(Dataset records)
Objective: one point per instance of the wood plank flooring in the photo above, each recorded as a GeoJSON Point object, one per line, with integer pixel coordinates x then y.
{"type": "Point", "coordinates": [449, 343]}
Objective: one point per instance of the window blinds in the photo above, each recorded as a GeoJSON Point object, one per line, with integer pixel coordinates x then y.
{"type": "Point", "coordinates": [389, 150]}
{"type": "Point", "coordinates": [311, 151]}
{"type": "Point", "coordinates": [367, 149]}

§ **ABOUT THIS EXERCISE**: Return the records above in their entirety, exactly as they appear.

§ **EXERCISE RESULT**:
Objective: one point per instance of the wood plank flooring in the photo above, each recorded as a GeoJSON Point object, one per line, with integer pixel coordinates x then y.
{"type": "Point", "coordinates": [449, 343]}
Objective: one point per instance of the window blinds in the photo above, each recorded as a GeoJSON Point object, one per line, with integer pixel coordinates x then y.
{"type": "Point", "coordinates": [389, 150]}
{"type": "Point", "coordinates": [311, 151]}
{"type": "Point", "coordinates": [367, 149]}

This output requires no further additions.